Aim:
Repeat every record below exactly, omitting any pictures.

━━━━━ Records

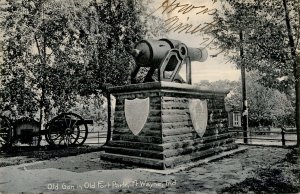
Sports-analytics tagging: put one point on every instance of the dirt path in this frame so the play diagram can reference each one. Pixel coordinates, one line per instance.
(86, 173)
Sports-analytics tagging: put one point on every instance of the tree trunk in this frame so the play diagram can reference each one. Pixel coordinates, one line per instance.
(245, 108)
(296, 68)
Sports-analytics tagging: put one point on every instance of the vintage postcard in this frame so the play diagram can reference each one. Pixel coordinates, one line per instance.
(149, 96)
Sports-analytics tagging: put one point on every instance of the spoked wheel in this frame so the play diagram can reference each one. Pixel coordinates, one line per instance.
(6, 131)
(67, 129)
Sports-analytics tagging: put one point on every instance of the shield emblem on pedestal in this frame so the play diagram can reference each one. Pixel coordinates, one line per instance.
(199, 115)
(136, 114)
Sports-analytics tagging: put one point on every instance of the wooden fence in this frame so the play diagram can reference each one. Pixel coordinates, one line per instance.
(263, 136)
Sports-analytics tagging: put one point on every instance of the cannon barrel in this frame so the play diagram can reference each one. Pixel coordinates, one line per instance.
(150, 53)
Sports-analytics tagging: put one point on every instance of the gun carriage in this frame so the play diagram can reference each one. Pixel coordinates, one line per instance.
(65, 129)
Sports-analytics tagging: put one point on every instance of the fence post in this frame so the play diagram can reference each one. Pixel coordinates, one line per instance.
(282, 134)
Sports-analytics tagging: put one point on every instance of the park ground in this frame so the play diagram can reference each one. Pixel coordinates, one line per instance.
(259, 169)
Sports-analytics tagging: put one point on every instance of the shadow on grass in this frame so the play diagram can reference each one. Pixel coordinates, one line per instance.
(282, 177)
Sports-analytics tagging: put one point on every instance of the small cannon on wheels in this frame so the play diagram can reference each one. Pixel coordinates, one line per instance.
(65, 129)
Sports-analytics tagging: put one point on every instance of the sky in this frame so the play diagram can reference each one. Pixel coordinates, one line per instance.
(214, 68)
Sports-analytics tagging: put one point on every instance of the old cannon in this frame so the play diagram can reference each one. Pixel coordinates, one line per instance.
(65, 129)
(165, 57)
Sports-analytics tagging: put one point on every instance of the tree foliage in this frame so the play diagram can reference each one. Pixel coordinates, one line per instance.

━━━━━━━━━━

Final answer:
Sports-analytics tagging: put one point on every instance of the dirt path in this frame so the play diagram can reference each one. Pixel coordinates, one line per instance.
(86, 173)
Sports-analytics tagging: put one point on every instance of the tree trunk in this frame so the play diagram can reference each one. Pixel coordinates, one line per instance.
(245, 108)
(296, 68)
Sports-analytics tagging: put one point on every instance of the vintage postcard in this frame so the play diagram can reference each one. Pixel coordinates, one line per instance.
(149, 96)
Sports-analytics tagging: put one point on every instance of the spoked wheel in this frame so the play diagram can reference each one. Pixel coordinates, one line per instance.
(6, 131)
(67, 129)
Sports-analytics tagging: put one point on every instance of the shield emblem on pedestal in this frame so the play diagram can reference each one. Pixel coordinates, one line per instance.
(199, 115)
(136, 114)
Sports-analytics tagging: put one point on every instance of the wooden fence in this frame so the play diagram can reference each one. Pixel coordinates, one line per instance.
(263, 136)
Sports-analytics tagging: put one point on every instance of the cannon barrel in this frame so the play diagram can reference each one. Pixel coordinates, one line per instance.
(150, 53)
Sports-analytics tagging: put one point on every instance of the gun carriage in this frame so the play diagram can reference each one. Pixel coordinates, one line per instance.
(65, 129)
Sports-analytics tagging: put one point on every instance of the fence post in this frame so the play diagram can reference each one. Pixel coordinates, one line per instance.
(282, 134)
Sports-analytics tagging: put one point on every instance of the park ground in this frame so the play diagram can reference each one. Pixel coordinates, one line per instance.
(259, 169)
Sports-analytics tagging: put one point on every instance of the shadow on grass in this frame so the play diagram can reference each one. Pixel coordinates, one line per instance.
(282, 177)
Sports-analytics tagging: put one point on every instance of the small cannon on wheels in this frame so the play diagram can reference each one. Pixel coordinates, one line per instance.
(65, 129)
Sports-analytics tagging: put one point on every instance of the sky in this frame so the play diagram can reference each one. Pixel coordinates, one line per instance.
(214, 68)
Sports-analytics tagging: put one point on every instance of the old cannon in this frame so the play diagram can reference each one. Pixel coordinates, one line per instance.
(65, 129)
(165, 57)
Sports-analytics tagging: put one point on every instance of the tree foliage in this frame so the play diagram can reference each one. Pixel coordinates, one line per instance.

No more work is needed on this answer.